- [TASK INSTRUCTIONS]: Your answer should hold only the lines from the one with "Mark the innermost point of each instance of the church facade." through the end of the records, repeated exactly and minus any pictures.

+++++

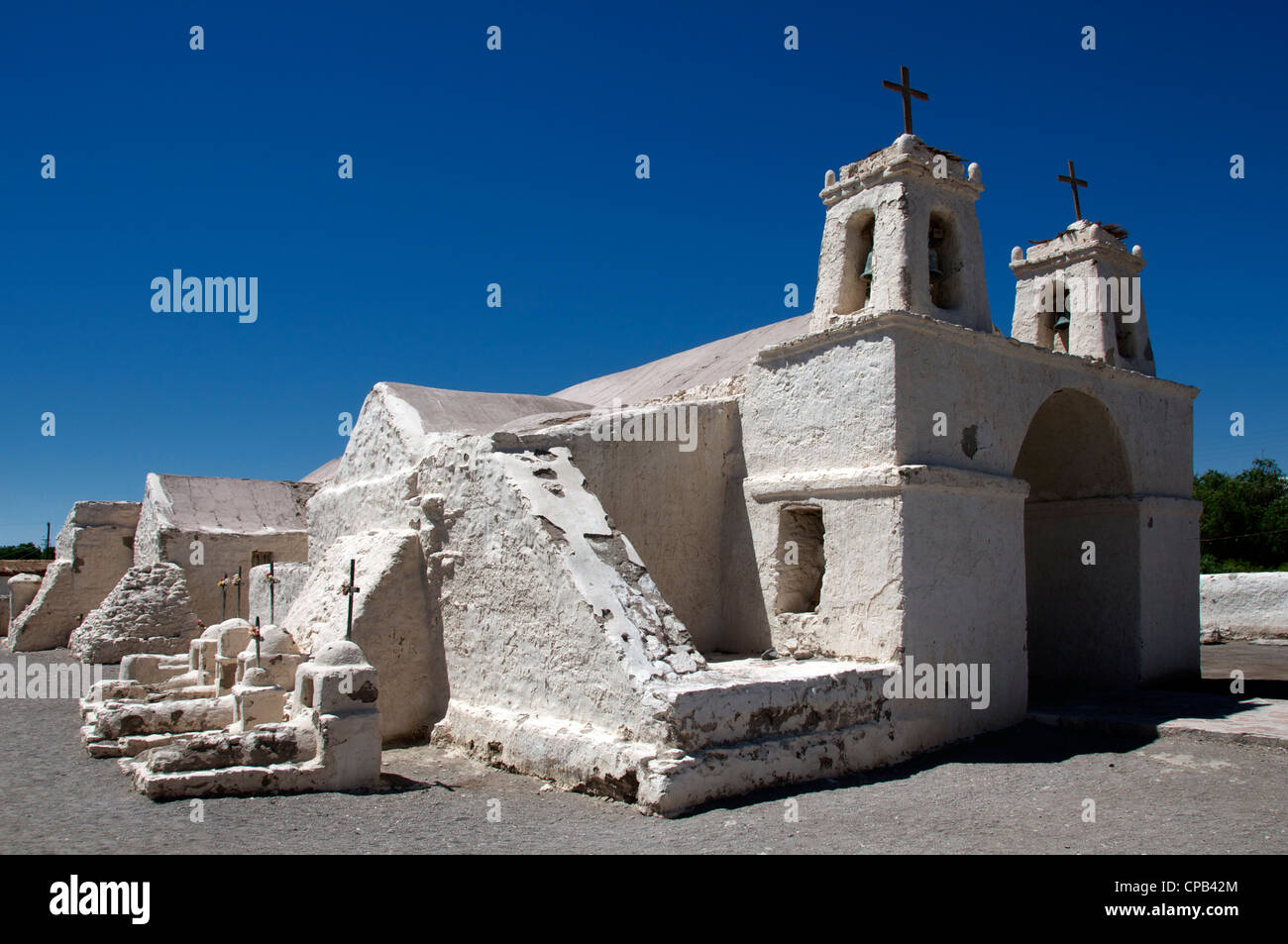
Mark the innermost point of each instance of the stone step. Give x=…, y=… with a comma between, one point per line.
x=748, y=699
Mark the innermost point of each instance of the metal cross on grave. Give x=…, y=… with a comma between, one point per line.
x=909, y=93
x=1074, y=183
x=349, y=588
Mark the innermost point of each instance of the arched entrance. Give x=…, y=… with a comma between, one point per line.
x=1081, y=548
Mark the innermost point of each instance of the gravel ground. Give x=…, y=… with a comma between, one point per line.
x=1019, y=790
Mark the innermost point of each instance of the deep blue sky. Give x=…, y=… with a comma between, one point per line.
x=518, y=167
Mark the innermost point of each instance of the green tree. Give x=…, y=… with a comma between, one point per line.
x=1244, y=522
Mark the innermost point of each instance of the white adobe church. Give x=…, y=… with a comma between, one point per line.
x=885, y=480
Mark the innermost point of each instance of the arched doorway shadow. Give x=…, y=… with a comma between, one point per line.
x=1081, y=548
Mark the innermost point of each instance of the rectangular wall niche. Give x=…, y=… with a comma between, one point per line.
x=800, y=558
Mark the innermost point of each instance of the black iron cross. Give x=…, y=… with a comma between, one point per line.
x=348, y=588
x=1074, y=183
x=909, y=94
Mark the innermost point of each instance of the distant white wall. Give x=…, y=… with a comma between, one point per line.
x=1244, y=604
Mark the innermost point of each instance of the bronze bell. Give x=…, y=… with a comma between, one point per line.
x=935, y=274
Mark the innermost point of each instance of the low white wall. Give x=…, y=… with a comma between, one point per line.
x=1244, y=604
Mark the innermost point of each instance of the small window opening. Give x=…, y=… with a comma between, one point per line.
x=800, y=559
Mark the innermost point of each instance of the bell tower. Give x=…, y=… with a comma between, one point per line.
x=902, y=235
x=1080, y=294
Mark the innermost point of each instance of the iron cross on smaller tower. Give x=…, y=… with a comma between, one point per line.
x=909, y=93
x=1074, y=183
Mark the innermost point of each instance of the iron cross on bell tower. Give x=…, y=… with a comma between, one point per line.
x=909, y=93
x=1074, y=183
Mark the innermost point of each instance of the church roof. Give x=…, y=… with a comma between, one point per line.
x=323, y=472
x=244, y=506
x=728, y=357
x=465, y=411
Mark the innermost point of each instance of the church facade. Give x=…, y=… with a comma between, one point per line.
x=815, y=548
x=888, y=487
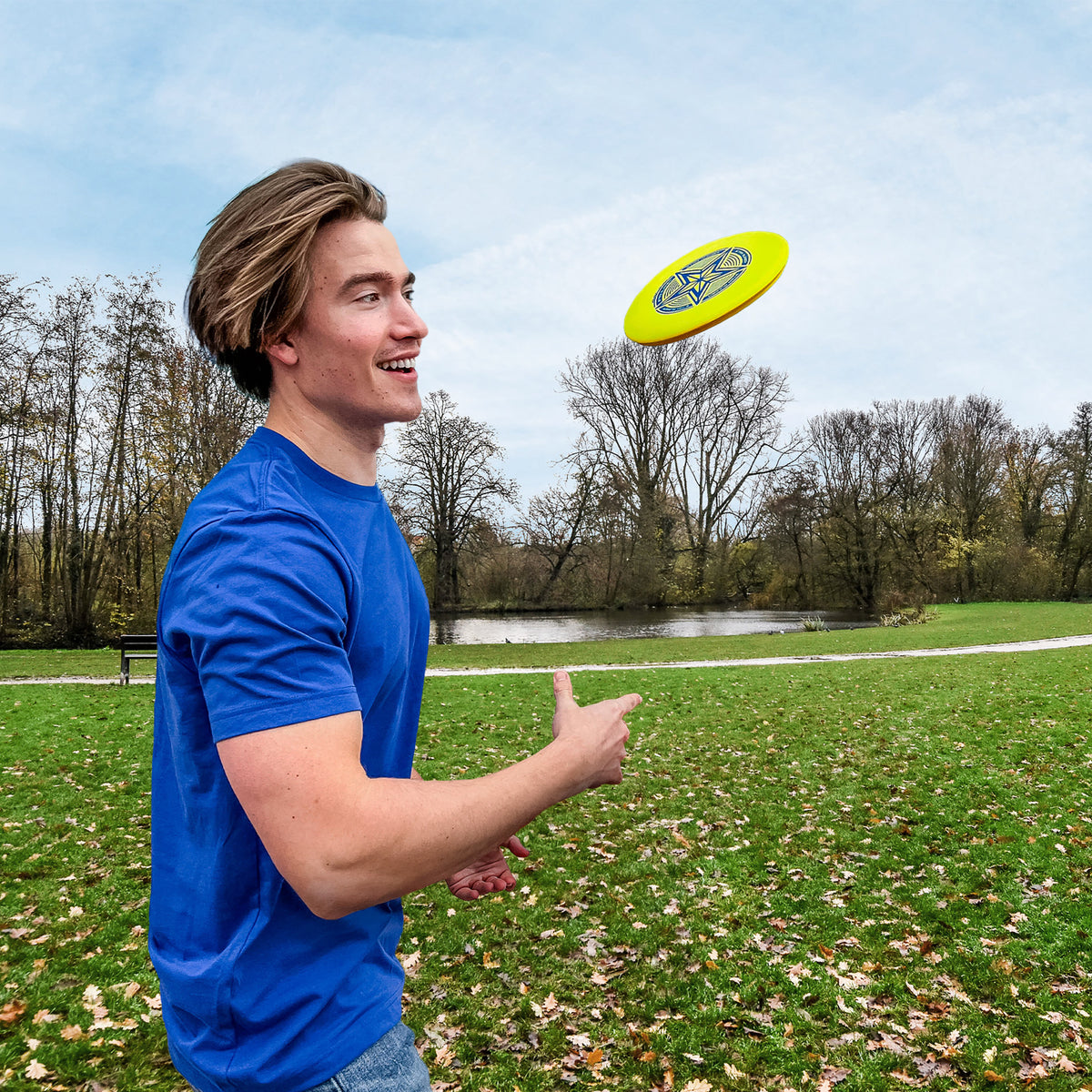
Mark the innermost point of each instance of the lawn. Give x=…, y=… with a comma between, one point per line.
x=829, y=875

+++++

- [RESPONSE]:
Mark the innermost point of each instance of the church facade. Give x=…, y=… with a comma between, one point per line.
x=815, y=548
x=888, y=487
Mark the innermost point of each instance of the lawn. Give x=…, y=… with a comma between, one point per line.
x=829, y=875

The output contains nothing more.